**What you will do:**
Copy out the records so that each line matches the original.

**Recorded data:**
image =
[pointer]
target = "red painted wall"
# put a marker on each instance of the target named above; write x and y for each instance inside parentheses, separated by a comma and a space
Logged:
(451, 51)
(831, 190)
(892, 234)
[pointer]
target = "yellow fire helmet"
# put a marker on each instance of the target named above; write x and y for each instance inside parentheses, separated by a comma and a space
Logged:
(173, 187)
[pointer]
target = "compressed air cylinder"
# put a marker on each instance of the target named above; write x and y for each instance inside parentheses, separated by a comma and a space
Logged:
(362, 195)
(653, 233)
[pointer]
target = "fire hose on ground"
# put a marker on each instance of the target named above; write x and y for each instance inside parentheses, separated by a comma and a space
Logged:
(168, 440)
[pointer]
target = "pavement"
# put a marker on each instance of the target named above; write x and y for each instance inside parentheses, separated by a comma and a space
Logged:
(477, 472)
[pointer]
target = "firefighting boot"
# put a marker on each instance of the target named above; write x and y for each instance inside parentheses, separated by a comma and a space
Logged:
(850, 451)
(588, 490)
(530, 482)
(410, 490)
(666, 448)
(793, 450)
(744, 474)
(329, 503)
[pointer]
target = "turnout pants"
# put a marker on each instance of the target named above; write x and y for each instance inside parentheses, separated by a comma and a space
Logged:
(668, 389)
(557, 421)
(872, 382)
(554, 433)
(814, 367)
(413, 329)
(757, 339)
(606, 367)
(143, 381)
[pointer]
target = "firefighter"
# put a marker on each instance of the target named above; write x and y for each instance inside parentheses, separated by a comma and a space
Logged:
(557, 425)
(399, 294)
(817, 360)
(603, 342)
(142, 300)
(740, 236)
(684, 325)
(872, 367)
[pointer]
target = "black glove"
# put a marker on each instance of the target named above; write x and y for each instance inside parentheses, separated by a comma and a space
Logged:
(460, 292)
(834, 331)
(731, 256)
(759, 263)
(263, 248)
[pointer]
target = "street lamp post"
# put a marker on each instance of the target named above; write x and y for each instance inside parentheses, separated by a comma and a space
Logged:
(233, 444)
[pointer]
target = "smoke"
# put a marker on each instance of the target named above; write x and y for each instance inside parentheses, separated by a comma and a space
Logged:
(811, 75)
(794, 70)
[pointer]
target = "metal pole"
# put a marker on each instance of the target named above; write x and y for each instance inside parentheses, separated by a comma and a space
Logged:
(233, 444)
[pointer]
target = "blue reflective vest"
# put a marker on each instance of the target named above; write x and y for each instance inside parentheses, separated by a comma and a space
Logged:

**Result below:**
image =
[pointer]
target = "red painted wall"
# put a marker on each instance of the target named above; write x and y for each instance inside parentheses, separated by a comma and a space
Logged:
(451, 51)
(831, 190)
(892, 234)
[pointer]
target = "yellow fire helmet"
# put a marker on each instance of the target named above; write x and y for each instance inside parentheses, separated by a comma and a space
Logged:
(173, 187)
[pointer]
target = "compressed air cylinder"
# put a marker on each instance of the target named above; write x and y for each instance inside parentheses, separated by a comma and a space
Logged:
(362, 195)
(653, 233)
[pointer]
target = "fire hose on ground"
# put a marker on each instance of the target named above; write x and y for each instance inside parentheses, separated by a comma and a space
Logged:
(168, 440)
[pointer]
target = "pavement"
# put a marker on each instance of the target named above; write x and y for each instance inside parentheses, separated by a comma and a space
Logged:
(477, 472)
[pointer]
target = "firefighting boot"
# put a marker on each instance of the target named above; write x and y for each instance inside parentheses, separated by a comma and a space
Logged:
(850, 451)
(588, 490)
(530, 482)
(410, 490)
(666, 448)
(793, 450)
(744, 474)
(329, 503)
[pointer]
target = "turnout pants"
# put a marker on each instance of the target named above; write x and y for each instance inside parentheses, separated by a comma and a space
Logged:
(668, 389)
(557, 421)
(872, 382)
(554, 433)
(814, 367)
(413, 329)
(757, 339)
(606, 367)
(143, 381)
[pointer]
target = "firefighter"
# put a marker on each instance of the target named above; write x and y for each instance inside parentheses, separated by a comma and a space
Logged:
(557, 425)
(399, 294)
(817, 360)
(603, 342)
(142, 300)
(740, 236)
(684, 325)
(872, 367)
[pointer]
target = "black glove"
# put a marker on each instance of the target named above; write x and y for each instance inside parentheses, separated by a comma and a space
Logged:
(460, 292)
(834, 331)
(731, 256)
(759, 263)
(263, 248)
[pointer]
target = "street lamp post"
# put a marker on each instance of the target named above; write x and y for each instance inside parentheses, separated by a comma and a space
Logged:
(233, 444)
[pointer]
target = "smoke"
# put a marker on each instance of the target named above; write x and y for each instance inside parentheses, separated by a comma and a space
Logged:
(811, 75)
(794, 70)
[pointer]
target = "metal pole"
# put a marker on each instance of the target named above; write x and y for each instance inside parentheses, separated by a comma and a space
Logged:
(233, 444)
[pointer]
target = "blue reflective vest"
# put a marker on each instance of the target named above; write x and y for each instance inside parentheses, separated by a comma and a space
Logged:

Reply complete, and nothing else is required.